◆ Extracted records

▽

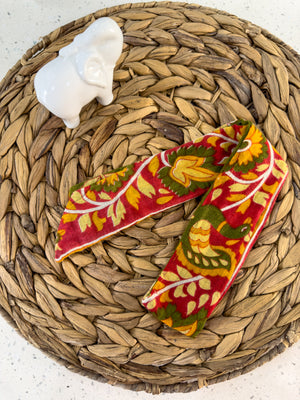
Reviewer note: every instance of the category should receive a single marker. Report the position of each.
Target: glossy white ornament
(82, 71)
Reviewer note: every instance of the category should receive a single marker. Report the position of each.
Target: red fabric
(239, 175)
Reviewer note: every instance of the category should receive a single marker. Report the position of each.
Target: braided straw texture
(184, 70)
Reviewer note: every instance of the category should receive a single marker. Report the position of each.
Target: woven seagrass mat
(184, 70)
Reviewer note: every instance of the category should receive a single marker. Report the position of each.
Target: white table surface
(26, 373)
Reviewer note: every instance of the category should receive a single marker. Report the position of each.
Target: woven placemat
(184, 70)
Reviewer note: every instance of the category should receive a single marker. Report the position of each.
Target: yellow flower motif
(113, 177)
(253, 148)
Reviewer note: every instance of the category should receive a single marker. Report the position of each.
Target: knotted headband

△

Multiply each point coordinate in the answers by 1.75 and round to whole numbers, with halves rounded up. Write out every line of the records above again with the new coordinates, requests included and pictures left out.

Reviewer note: every instance of the category should receive a single marker. Report the position of each.
Target: glossy white ornament
(144, 124)
Reviewer note: every instance of the category should receive a single marker. Report the position of each.
Target: red fabric
(418, 306)
Reviewer note: every instance of the category should receive a single marker. Report the position of each.
Target: braided straw texture
(322, 123)
Reviewer note: every instance of the category should receive a single marker. Report the position of each.
Target: woven seagrass mat
(322, 123)
Reviewer note: every instance of the category should receive a single marker. Report the position of each.
Target: white table surface
(46, 653)
Reviewer note: every instance of the category should receive a single marker. Report the position of each.
Target: woven placemat
(322, 123)
Reviewer note: every instance of the category should receive a single marker. Report the position of each.
Target: yellow flower motif
(198, 310)
(443, 259)
Reviewer note: every instance of the category should receive a single marker. Report the position of each.
Target: knotted headband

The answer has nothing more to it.